Saved data entries
########################################

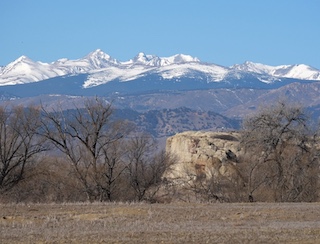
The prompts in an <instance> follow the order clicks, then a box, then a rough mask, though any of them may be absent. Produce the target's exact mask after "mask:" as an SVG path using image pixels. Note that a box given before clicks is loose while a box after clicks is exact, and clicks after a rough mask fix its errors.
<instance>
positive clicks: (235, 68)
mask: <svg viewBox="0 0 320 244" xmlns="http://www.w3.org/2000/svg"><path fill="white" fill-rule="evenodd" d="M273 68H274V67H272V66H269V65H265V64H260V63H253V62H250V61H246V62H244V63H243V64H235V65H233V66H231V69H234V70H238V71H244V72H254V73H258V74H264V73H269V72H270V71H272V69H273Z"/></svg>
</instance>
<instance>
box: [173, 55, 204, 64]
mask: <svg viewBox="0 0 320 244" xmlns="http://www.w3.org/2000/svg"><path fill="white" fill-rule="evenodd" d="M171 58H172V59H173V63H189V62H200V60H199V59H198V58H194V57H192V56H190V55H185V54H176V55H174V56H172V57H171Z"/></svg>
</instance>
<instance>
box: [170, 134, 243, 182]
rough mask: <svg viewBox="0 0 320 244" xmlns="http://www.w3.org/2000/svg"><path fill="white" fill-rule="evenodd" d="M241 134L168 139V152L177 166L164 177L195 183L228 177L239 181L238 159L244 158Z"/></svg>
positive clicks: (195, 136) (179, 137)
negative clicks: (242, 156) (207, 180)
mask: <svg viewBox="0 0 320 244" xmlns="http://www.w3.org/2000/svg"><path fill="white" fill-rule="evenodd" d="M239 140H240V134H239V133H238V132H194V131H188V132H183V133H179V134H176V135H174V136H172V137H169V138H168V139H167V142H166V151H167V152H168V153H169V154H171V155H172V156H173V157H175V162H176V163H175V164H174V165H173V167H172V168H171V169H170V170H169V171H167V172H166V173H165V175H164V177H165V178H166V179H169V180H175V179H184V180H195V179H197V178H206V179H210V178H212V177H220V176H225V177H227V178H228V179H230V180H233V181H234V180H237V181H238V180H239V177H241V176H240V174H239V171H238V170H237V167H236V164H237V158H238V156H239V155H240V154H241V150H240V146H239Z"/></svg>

########################################

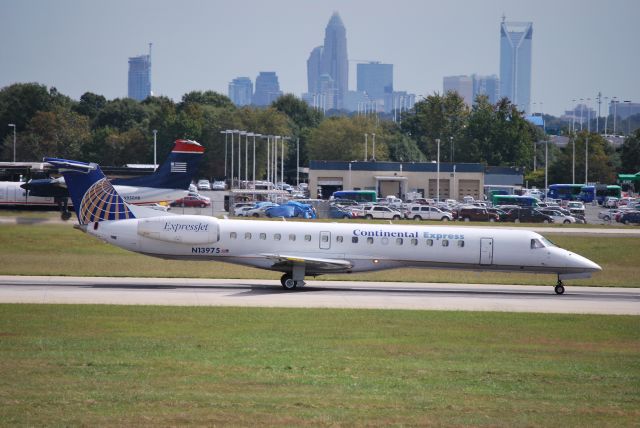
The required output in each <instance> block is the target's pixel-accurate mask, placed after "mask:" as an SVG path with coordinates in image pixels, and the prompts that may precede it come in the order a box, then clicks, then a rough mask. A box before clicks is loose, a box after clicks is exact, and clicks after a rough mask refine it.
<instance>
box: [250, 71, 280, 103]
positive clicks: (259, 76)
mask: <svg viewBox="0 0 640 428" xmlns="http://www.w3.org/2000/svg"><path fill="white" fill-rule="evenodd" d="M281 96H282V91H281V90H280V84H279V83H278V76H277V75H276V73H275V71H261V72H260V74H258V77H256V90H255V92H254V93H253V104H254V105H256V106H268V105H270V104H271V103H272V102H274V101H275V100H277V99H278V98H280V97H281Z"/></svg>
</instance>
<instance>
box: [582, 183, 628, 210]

########################################

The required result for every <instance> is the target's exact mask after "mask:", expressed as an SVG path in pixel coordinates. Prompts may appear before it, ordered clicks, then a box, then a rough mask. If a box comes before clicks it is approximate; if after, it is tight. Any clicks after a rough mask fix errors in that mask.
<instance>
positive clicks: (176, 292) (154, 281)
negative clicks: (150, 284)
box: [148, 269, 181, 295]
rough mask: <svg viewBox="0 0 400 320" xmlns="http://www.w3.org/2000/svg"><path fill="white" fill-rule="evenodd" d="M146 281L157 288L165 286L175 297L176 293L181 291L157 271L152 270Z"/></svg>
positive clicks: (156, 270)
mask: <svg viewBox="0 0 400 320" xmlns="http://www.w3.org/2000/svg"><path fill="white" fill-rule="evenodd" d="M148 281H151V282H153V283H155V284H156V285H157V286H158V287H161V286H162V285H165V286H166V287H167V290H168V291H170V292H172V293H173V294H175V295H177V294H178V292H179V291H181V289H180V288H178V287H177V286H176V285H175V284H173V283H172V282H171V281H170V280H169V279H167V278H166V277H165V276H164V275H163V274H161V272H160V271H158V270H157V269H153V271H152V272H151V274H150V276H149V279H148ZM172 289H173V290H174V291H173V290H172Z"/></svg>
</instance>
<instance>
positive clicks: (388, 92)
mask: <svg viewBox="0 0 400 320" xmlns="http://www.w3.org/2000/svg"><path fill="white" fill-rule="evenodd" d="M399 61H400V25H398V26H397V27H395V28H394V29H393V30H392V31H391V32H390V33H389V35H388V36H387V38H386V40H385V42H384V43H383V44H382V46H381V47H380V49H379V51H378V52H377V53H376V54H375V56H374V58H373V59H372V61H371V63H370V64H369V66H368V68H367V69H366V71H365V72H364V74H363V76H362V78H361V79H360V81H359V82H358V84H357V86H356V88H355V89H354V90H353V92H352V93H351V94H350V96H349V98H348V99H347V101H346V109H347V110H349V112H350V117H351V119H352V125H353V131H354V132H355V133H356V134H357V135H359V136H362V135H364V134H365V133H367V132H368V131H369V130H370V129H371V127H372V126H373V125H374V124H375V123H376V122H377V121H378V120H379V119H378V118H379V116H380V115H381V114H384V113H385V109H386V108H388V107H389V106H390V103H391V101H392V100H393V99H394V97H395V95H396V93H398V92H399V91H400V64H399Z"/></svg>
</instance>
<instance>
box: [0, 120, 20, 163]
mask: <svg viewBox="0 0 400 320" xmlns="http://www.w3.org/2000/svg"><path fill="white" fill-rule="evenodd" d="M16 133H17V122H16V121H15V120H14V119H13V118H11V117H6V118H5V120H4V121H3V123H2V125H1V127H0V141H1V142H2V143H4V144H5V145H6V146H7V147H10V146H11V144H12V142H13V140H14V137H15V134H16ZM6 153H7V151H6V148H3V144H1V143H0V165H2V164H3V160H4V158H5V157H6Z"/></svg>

########################################

Please output exactly the lines between the one holding "134L168 139V152L177 166L164" and the one holding "positive clicks: (195, 136) (179, 137)" in the records above, inclusive, and nothing more.

YOUR SOLUTION -
rough mask: <svg viewBox="0 0 320 244" xmlns="http://www.w3.org/2000/svg"><path fill="white" fill-rule="evenodd" d="M241 134L168 139V152L177 166L164 177L195 183L228 177L239 181L238 159L244 158Z"/></svg>
positive clicks: (195, 136) (179, 137)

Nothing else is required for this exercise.